Rewrite the records below with "the player's thigh" replaced by "the player's knee" and every other word left unchanged, omitting the pictures from your answer.

= = = =

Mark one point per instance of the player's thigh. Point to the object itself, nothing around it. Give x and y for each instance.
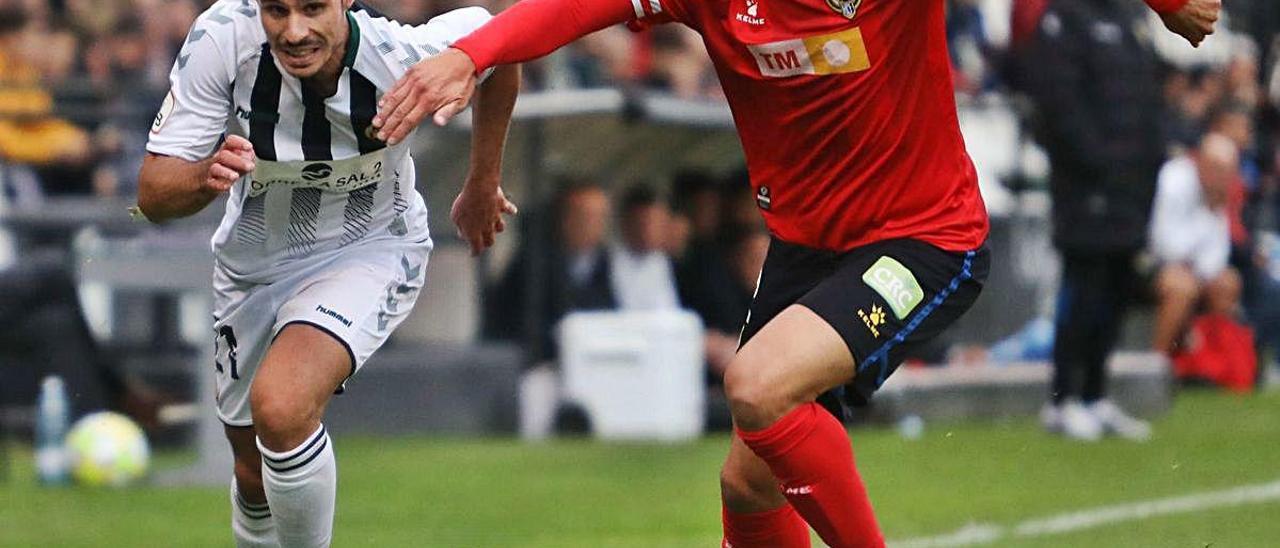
(746, 483)
(795, 357)
(336, 320)
(304, 366)
(890, 297)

= = = =

*COMPLETED TASK*
Mark one point per instance of the player's knee. Point to the object itself, nothing around it. Give x and y for each instance.
(746, 483)
(795, 357)
(336, 320)
(304, 366)
(890, 297)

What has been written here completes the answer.